- **WHAT THIS TASK INVOLVES**
Copy the rows below word for word, from the line containing "Hello! I'd appreciate your help detecting the helmet" through the last line of the rows, including both ends.

'''

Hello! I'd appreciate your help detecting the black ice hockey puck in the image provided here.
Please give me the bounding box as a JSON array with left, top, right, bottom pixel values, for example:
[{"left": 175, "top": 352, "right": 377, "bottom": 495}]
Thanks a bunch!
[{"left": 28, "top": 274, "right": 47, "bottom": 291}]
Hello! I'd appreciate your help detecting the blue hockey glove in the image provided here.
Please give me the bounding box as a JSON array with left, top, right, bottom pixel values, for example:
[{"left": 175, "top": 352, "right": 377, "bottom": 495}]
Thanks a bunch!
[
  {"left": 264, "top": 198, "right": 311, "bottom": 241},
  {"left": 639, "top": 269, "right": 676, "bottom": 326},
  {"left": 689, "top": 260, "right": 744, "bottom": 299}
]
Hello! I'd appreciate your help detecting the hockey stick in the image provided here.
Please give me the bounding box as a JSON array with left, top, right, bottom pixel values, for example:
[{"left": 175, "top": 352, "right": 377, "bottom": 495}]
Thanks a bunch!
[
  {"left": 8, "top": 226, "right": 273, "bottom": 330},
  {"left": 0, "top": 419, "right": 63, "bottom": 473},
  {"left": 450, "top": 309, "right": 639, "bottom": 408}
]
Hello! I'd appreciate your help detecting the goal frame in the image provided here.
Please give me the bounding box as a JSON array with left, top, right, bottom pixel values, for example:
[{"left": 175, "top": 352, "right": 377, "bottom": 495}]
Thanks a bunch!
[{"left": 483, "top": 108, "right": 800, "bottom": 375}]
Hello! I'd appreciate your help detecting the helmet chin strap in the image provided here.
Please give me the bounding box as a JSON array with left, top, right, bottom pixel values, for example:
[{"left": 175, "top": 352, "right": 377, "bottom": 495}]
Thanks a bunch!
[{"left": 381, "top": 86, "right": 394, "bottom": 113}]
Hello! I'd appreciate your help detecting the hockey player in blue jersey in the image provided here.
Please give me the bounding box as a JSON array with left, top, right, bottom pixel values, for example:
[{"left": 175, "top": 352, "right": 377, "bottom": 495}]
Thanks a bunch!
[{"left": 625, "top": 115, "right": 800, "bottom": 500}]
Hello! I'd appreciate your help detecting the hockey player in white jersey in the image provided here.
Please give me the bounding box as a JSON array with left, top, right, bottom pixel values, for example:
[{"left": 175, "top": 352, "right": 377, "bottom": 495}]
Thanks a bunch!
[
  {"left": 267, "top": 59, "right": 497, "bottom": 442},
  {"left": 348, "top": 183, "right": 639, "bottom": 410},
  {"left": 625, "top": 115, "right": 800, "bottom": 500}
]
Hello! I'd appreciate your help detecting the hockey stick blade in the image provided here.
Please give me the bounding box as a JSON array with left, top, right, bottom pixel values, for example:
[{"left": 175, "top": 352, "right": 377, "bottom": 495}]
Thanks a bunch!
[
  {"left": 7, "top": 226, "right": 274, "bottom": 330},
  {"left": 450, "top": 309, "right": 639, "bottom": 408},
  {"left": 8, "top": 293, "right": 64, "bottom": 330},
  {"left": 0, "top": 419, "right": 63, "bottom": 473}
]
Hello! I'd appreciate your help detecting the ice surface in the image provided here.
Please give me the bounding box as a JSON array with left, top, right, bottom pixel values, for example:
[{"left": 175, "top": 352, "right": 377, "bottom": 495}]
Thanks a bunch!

'''

- **RESULT**
Hello! I'd appreciate your help detecting the helmet chin strap in the image provided here.
Please give me the bounding box as a JSON array with left, top, right, bottom pixel values, for example:
[{"left": 175, "top": 352, "right": 377, "bottom": 495}]
Thanks a bunch!
[{"left": 381, "top": 86, "right": 394, "bottom": 113}]
Hello! I'd appreciate your help detecting the hockey player in blue jersey in the image provided here.
Please give me the bounding box as a JSON array with left, top, right, bottom pixel values, for example:
[{"left": 175, "top": 352, "right": 377, "bottom": 495}]
Thanks a bunch!
[{"left": 625, "top": 115, "right": 800, "bottom": 500}]
Hello! I'd appreciate your help detecting the hockey player in white jersey in the image provided here.
Please give me the bounding box as a JSON array with left, top, right, bottom pixel values, for example:
[{"left": 175, "top": 352, "right": 377, "bottom": 495}]
Thanks a bunch!
[
  {"left": 267, "top": 59, "right": 497, "bottom": 442},
  {"left": 348, "top": 183, "right": 639, "bottom": 410},
  {"left": 625, "top": 115, "right": 800, "bottom": 500}
]
Hello! I'd appreciate your help detecting the hockey stick blade in the image provided here.
Please give me the bounding box as a JSON array with left, top, right, bottom pixel values, for example:
[{"left": 175, "top": 352, "right": 377, "bottom": 495}]
Thanks a bunch!
[
  {"left": 7, "top": 226, "right": 274, "bottom": 330},
  {"left": 450, "top": 309, "right": 639, "bottom": 408},
  {"left": 8, "top": 293, "right": 64, "bottom": 330},
  {"left": 0, "top": 419, "right": 63, "bottom": 473}
]
Hello! I'd appreciate your help detecting the ice surface in the image provided here.
Please give me the bounding box as a JSON array with left, top, right, bottom pixel values, for example:
[{"left": 175, "top": 352, "right": 377, "bottom": 495}]
Thanks a bunch!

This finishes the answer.